Could you restate all of the entries, word for word?

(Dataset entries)

--- START ---

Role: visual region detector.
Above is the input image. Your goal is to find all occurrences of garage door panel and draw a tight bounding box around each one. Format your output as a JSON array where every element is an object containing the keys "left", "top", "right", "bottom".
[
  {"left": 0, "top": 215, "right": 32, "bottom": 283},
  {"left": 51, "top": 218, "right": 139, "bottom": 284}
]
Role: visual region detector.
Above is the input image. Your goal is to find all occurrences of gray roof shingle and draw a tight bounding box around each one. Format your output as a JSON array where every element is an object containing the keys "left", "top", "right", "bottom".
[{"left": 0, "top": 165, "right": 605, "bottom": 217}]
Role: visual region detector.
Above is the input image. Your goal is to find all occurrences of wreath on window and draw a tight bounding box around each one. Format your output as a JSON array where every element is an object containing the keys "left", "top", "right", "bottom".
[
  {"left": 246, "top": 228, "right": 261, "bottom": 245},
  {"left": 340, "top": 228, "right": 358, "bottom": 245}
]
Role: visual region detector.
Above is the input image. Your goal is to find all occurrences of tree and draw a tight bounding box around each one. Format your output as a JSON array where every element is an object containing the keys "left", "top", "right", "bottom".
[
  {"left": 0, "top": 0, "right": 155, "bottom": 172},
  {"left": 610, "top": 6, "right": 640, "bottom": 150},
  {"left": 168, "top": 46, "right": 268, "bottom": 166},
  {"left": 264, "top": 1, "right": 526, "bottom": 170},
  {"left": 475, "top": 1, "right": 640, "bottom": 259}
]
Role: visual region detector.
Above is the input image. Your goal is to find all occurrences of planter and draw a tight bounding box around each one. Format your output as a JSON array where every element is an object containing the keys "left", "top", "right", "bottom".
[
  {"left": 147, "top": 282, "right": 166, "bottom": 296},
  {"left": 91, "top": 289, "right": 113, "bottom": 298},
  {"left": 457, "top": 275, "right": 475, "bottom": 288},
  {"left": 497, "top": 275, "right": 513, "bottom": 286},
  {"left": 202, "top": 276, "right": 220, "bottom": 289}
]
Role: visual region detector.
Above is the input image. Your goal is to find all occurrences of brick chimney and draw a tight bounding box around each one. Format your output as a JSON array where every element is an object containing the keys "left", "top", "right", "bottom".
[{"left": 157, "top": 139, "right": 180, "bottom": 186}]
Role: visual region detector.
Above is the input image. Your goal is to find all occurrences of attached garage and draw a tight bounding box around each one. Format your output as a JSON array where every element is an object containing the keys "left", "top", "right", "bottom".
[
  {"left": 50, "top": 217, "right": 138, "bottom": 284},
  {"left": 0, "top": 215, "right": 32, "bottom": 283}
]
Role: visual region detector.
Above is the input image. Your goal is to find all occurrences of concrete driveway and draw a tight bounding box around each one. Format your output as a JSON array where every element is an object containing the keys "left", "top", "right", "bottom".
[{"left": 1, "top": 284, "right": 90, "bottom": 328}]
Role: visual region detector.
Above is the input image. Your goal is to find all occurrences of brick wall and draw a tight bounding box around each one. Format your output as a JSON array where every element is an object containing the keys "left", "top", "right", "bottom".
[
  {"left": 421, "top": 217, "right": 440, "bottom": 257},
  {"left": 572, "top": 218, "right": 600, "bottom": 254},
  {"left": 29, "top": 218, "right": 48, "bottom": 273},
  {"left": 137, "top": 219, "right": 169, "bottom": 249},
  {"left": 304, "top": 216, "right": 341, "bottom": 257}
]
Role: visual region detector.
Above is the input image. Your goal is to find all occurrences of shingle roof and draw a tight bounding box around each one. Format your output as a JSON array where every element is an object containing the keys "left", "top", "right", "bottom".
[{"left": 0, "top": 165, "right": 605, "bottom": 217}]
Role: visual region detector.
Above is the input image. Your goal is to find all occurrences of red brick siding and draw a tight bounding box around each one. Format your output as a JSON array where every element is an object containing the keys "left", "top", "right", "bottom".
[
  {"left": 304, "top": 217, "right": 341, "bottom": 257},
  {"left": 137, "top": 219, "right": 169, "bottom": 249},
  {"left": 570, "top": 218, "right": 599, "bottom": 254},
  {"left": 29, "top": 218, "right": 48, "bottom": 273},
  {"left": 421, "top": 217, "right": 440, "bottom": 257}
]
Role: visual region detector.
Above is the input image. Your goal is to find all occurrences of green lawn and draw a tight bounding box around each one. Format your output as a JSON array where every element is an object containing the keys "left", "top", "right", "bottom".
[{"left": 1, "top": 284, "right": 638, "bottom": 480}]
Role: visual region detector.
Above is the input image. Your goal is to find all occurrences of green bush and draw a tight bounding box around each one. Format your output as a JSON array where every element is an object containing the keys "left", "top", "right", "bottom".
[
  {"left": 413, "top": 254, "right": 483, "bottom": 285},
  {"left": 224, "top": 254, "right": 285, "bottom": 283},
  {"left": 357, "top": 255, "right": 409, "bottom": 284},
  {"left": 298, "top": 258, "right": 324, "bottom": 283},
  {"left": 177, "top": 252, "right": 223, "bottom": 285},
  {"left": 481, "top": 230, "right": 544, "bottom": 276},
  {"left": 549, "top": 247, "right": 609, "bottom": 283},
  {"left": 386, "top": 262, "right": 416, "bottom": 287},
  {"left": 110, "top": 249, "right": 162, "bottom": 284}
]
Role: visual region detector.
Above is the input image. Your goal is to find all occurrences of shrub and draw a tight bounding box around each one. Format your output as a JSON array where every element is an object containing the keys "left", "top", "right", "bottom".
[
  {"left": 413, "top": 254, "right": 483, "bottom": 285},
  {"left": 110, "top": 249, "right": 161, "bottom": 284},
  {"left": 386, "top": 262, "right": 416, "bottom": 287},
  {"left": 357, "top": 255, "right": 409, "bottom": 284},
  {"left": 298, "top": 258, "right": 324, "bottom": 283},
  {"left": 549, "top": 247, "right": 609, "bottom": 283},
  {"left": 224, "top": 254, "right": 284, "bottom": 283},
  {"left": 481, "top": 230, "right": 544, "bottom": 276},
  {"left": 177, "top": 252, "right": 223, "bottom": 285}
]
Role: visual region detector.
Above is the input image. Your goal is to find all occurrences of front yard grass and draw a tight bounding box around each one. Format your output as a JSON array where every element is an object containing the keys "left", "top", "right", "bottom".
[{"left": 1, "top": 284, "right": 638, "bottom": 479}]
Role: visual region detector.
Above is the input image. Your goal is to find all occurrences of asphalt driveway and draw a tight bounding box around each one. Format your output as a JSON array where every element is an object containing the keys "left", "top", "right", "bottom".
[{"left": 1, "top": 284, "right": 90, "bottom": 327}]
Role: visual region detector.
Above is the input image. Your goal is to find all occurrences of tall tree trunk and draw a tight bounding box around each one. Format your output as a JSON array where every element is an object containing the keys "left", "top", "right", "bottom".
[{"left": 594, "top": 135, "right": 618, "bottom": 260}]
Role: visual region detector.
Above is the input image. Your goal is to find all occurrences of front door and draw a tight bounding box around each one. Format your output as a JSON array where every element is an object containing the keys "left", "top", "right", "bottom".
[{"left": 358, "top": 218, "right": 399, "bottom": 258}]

--- END ---

### Answer section:
Role: visual region detector.
Above is the input image. Your goal is to find all occurrences of garage door panel and draw a tight bounding box around each one. Format your output as a JSON array where every element is an object containing the keys "left", "top", "right", "bottom".
[
  {"left": 0, "top": 215, "right": 32, "bottom": 283},
  {"left": 51, "top": 218, "right": 139, "bottom": 284}
]
Role: visual region detector.
Above is the input image. Your goal is to find all occurrences of gray roof shingle and draw a tight bounding box around each one. Format your output as a JSON array where every element is an object containing the keys "left", "top", "right", "bottom".
[{"left": 0, "top": 165, "right": 605, "bottom": 217}]
Role: visual region detector.
Above is the input image. Your goal is to find all occurrences of wreath on window and draw a tight bounding box around each one. Format your output as a JSON array where every element is an object containing the keys "left", "top", "right", "bottom".
[
  {"left": 246, "top": 228, "right": 261, "bottom": 245},
  {"left": 340, "top": 228, "right": 358, "bottom": 245}
]
Role: visual region detector.
Above is the input image. Your goal is to find all occurrences of tree and draw a tight bounding box around each one. Format your output as a JSON array where every element is an object containing the keys "left", "top", "right", "bottom".
[
  {"left": 0, "top": 0, "right": 155, "bottom": 172},
  {"left": 610, "top": 6, "right": 640, "bottom": 150},
  {"left": 168, "top": 46, "right": 268, "bottom": 166},
  {"left": 264, "top": 1, "right": 526, "bottom": 170},
  {"left": 475, "top": 1, "right": 640, "bottom": 259}
]
Role: visual region detector.
Above is the input image. Your goal is to find all occurrences of planter and draw a tight bounding box around each one. Format your output as a JSON array where every element is an object containing the keys "left", "top", "right", "bottom".
[
  {"left": 147, "top": 282, "right": 166, "bottom": 296},
  {"left": 91, "top": 289, "right": 113, "bottom": 298},
  {"left": 457, "top": 275, "right": 475, "bottom": 288},
  {"left": 497, "top": 275, "right": 513, "bottom": 286},
  {"left": 202, "top": 276, "right": 220, "bottom": 289}
]
Role: visual region detector.
Above is the input image. Your goal is to find all occurrences of brick chimney and draw a tight bounding box around each one. Format your output as a JSON array where every element is an object containing the keys "left", "top", "right", "bottom".
[{"left": 157, "top": 139, "right": 180, "bottom": 186}]
Role: visual region detector.
Above is the input image. Your goal is to find all occurrences of attached garage and draw a tight bounding box around each one. Format your output as a JSON array where every element is an object containing the keys "left", "top", "right", "bottom".
[
  {"left": 50, "top": 217, "right": 138, "bottom": 284},
  {"left": 0, "top": 215, "right": 32, "bottom": 283}
]
Role: visual region detector.
Above is the input image. Your goal is to find all occurrences of concrete driveway and draw a tight bounding box around each one. Format your output as a JSON array where every element is an object containing the keys "left", "top", "right", "bottom".
[{"left": 1, "top": 284, "right": 90, "bottom": 328}]
Role: visual region detector.
Above is the input image. Your goal is to find all occurrences of brick wall and draw a tight bounding box around each one. Format your output as a JSON array where every element is an object containing the keys "left", "top", "right", "bottom".
[
  {"left": 421, "top": 217, "right": 440, "bottom": 257},
  {"left": 572, "top": 218, "right": 600, "bottom": 254},
  {"left": 29, "top": 218, "right": 48, "bottom": 273},
  {"left": 137, "top": 219, "right": 169, "bottom": 249},
  {"left": 304, "top": 216, "right": 341, "bottom": 257}
]
Role: visual region detector.
Above is the input image. Your goal is to find all occurrences of shingle roof and draw a tight bounding box around each one. Format your output as a JSON array where every element is an object containing the keys "left", "top", "right", "bottom".
[{"left": 0, "top": 165, "right": 605, "bottom": 217}]
Role: visual region detector.
Above is the input image. Your goal is to find all occurrences of red brick siding and draw a tight bounding box around each one. Format your output as a JSON array where every element is an object containing the keys "left", "top", "right", "bottom".
[
  {"left": 304, "top": 217, "right": 341, "bottom": 257},
  {"left": 137, "top": 219, "right": 169, "bottom": 249},
  {"left": 570, "top": 218, "right": 599, "bottom": 254},
  {"left": 29, "top": 218, "right": 48, "bottom": 273},
  {"left": 421, "top": 217, "right": 440, "bottom": 257}
]
Role: visual region detector.
Above is the input image. Your goal is to find all occurrences of green lawn and draw a tight bounding box around each one. Format your output as a JSON array where every element is an object containing the keys "left", "top", "right", "bottom".
[{"left": 1, "top": 284, "right": 638, "bottom": 480}]
Role: visual region detector.
Above is the input image. Your goal is to find all occurrences of green bush and draw a tight bounding box around each one. Format your output as a JSON array where every element is an object containing the keys "left", "top", "right", "bottom".
[
  {"left": 413, "top": 254, "right": 483, "bottom": 285},
  {"left": 224, "top": 254, "right": 285, "bottom": 283},
  {"left": 357, "top": 255, "right": 409, "bottom": 284},
  {"left": 298, "top": 258, "right": 324, "bottom": 283},
  {"left": 177, "top": 252, "right": 223, "bottom": 285},
  {"left": 481, "top": 230, "right": 544, "bottom": 276},
  {"left": 549, "top": 247, "right": 609, "bottom": 283},
  {"left": 386, "top": 262, "right": 416, "bottom": 287},
  {"left": 110, "top": 249, "right": 162, "bottom": 284}
]
Role: visual region detector.
Above is the input image. Your goal is to find all occurrences of shrub and draw a tight bounding box around each one. Format your output as a JSON array where every element is an object containing the keys "left", "top", "right", "bottom".
[
  {"left": 413, "top": 254, "right": 483, "bottom": 285},
  {"left": 110, "top": 249, "right": 161, "bottom": 284},
  {"left": 386, "top": 262, "right": 416, "bottom": 287},
  {"left": 357, "top": 255, "right": 409, "bottom": 284},
  {"left": 298, "top": 258, "right": 324, "bottom": 283},
  {"left": 549, "top": 247, "right": 609, "bottom": 283},
  {"left": 224, "top": 254, "right": 284, "bottom": 283},
  {"left": 481, "top": 230, "right": 544, "bottom": 276},
  {"left": 177, "top": 252, "right": 223, "bottom": 285}
]
Role: visual region detector.
Above is the input image. Your goal is to find all occurrences of front yard grass and draw a tight bounding box around each one. Format your output as a JSON array where every element is an object containing the keys "left", "top", "right", "bottom".
[{"left": 1, "top": 284, "right": 638, "bottom": 479}]
Role: visual region detector.
Above is the input image. Your goal is to find all occurrences of asphalt driveway and draw a tight bounding box around each one. Format your output as a JSON array where every element is an object containing the keys "left", "top", "right", "bottom".
[{"left": 1, "top": 284, "right": 90, "bottom": 327}]
Role: visual region detector.
Above is the input image. Your goal is to find all occurrences of tall tree trunk and draw a tight bounding box around each one. Format your output as a JSON array where every element is an object containing the keys "left", "top", "right", "bottom".
[{"left": 594, "top": 135, "right": 618, "bottom": 260}]
Role: visual region detector.
Above is the input image. Your goal is to find all occurrences of front door and draw a tight bounding box around each one. Format your output as a JSON array where every element is an object containing the keys "left", "top", "right", "bottom".
[{"left": 358, "top": 218, "right": 399, "bottom": 258}]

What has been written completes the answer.